→ **GOAL**
How many of the lines below contain the string "foam", with case taken into account? Reply with the number alone.

→ **LISTING**

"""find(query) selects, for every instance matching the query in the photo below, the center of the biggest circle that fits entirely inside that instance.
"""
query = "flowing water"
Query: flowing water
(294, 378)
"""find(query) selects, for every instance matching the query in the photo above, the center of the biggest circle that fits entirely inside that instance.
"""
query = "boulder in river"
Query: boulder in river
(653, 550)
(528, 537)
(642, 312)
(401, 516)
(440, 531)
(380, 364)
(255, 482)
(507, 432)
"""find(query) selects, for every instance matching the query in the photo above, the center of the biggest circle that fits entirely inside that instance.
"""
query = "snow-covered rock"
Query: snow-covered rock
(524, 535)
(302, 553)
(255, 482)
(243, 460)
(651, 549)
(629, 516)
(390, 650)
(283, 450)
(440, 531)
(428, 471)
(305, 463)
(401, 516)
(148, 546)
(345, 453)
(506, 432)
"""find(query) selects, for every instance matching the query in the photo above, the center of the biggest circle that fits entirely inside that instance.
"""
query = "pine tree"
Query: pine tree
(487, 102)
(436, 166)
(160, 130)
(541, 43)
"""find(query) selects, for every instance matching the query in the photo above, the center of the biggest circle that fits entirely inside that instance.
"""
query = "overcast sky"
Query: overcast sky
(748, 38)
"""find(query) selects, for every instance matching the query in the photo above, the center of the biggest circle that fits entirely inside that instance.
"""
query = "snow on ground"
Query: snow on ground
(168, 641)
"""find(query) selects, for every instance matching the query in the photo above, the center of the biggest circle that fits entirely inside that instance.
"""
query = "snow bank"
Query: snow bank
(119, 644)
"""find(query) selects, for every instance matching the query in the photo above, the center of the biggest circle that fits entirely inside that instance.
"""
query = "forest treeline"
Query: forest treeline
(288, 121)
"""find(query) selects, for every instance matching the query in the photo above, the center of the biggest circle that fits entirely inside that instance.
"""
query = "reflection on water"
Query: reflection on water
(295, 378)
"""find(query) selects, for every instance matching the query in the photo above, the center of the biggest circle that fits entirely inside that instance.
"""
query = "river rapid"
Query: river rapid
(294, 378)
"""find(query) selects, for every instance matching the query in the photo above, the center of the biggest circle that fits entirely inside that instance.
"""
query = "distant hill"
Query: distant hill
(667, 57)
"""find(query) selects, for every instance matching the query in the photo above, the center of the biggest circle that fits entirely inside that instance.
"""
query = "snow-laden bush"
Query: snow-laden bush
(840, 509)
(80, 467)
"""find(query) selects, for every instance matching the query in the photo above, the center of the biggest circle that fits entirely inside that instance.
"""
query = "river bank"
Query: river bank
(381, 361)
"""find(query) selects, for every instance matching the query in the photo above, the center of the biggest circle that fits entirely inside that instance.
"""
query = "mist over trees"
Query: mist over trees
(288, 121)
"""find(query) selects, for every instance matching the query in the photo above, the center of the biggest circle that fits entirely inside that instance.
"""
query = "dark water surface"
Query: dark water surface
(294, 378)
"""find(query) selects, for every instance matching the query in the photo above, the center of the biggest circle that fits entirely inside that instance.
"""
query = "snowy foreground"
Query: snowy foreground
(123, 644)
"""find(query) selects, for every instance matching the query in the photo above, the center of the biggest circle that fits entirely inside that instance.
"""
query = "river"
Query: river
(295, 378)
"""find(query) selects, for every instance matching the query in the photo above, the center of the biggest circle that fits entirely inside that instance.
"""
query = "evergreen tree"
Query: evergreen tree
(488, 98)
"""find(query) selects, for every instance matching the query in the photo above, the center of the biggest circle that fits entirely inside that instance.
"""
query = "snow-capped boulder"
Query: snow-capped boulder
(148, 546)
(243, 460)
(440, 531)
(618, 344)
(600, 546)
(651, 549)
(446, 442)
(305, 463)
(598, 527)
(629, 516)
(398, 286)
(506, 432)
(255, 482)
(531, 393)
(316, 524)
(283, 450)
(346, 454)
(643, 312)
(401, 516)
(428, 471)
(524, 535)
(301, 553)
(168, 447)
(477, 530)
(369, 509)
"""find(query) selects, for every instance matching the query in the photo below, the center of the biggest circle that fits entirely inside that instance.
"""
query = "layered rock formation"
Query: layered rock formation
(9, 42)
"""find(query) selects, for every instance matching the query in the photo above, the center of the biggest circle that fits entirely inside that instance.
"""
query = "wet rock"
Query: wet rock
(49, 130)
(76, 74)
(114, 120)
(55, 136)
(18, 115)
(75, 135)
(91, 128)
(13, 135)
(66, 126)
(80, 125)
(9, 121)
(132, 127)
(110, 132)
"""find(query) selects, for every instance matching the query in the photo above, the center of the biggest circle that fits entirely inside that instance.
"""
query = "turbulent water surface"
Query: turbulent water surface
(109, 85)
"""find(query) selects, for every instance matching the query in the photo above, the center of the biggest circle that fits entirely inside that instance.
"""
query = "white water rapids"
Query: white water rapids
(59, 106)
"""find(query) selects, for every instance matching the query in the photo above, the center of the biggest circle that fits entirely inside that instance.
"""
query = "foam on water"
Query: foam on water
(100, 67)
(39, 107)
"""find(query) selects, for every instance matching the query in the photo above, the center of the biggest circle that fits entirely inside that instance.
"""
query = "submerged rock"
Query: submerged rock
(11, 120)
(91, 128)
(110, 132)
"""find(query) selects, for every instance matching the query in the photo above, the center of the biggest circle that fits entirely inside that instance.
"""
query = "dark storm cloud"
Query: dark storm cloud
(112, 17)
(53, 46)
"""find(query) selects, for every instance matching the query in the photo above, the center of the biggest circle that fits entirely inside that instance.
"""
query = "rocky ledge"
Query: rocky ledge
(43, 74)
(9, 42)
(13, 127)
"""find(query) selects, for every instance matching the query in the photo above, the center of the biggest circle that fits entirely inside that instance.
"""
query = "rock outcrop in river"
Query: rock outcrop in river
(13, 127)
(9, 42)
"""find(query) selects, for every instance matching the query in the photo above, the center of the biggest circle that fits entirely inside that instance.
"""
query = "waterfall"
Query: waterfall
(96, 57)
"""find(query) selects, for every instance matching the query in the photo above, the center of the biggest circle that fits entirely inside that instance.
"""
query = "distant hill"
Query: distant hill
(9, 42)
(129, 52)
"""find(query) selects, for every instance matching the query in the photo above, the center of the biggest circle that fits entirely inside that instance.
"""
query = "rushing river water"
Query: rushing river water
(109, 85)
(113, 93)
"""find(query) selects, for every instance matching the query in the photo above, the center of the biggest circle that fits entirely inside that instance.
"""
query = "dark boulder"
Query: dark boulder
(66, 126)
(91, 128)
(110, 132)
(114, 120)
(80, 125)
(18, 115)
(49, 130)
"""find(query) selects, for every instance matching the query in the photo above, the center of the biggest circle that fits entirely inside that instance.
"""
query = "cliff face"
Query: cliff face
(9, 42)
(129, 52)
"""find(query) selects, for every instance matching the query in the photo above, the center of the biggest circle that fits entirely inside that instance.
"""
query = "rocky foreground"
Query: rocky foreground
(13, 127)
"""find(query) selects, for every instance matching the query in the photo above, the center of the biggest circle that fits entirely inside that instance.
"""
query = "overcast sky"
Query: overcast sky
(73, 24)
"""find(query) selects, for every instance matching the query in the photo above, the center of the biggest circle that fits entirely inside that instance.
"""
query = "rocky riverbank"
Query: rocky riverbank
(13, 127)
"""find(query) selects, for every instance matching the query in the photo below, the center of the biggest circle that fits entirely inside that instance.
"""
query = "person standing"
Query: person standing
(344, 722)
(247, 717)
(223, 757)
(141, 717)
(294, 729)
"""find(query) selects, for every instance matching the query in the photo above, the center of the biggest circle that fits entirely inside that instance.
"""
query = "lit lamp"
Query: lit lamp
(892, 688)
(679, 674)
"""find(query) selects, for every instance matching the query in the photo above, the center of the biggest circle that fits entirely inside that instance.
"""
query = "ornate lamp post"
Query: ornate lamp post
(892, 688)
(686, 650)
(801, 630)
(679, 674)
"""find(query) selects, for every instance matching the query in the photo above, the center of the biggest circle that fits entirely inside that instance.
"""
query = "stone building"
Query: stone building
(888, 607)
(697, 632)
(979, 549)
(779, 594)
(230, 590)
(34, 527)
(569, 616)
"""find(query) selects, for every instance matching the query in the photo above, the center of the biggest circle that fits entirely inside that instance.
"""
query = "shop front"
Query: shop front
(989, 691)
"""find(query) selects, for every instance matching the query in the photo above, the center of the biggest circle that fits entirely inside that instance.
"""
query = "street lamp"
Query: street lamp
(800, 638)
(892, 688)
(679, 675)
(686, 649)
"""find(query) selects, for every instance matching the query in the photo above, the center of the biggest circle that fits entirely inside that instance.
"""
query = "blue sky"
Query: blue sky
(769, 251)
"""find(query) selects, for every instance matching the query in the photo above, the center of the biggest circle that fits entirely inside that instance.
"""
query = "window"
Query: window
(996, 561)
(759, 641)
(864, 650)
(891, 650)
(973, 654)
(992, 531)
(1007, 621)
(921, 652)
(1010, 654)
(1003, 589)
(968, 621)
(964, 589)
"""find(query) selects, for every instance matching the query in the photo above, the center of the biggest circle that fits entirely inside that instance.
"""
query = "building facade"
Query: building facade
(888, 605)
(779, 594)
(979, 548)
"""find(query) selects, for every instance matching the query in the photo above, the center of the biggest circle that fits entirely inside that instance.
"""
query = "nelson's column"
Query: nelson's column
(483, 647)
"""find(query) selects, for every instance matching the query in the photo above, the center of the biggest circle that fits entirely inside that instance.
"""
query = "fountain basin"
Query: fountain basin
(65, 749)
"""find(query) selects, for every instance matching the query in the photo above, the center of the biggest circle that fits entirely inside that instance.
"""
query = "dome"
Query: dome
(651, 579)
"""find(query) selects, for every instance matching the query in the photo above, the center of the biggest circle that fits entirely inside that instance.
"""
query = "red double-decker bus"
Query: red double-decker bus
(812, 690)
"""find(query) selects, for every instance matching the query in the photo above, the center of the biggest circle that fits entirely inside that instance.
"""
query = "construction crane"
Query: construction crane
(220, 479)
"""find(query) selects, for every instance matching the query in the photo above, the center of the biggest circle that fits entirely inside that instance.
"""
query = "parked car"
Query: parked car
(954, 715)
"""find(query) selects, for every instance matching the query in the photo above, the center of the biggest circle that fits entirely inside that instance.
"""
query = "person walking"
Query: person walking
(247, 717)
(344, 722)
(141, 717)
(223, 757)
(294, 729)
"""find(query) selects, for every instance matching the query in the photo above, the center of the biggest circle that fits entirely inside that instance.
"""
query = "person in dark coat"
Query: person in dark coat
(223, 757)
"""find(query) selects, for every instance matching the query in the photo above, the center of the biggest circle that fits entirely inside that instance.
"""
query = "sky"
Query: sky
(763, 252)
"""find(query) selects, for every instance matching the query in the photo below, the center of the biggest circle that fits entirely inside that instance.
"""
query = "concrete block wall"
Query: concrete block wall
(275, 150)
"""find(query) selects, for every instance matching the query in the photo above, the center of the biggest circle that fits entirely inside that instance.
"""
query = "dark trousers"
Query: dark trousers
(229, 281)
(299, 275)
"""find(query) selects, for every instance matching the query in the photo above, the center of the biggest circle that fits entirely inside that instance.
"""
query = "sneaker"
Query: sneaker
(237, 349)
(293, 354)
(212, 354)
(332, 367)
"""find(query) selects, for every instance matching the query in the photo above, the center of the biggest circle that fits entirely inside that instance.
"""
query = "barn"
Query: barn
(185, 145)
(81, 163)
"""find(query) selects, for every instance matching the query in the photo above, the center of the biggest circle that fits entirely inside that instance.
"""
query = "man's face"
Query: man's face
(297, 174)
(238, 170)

→ **CORRECT ANSWER**
2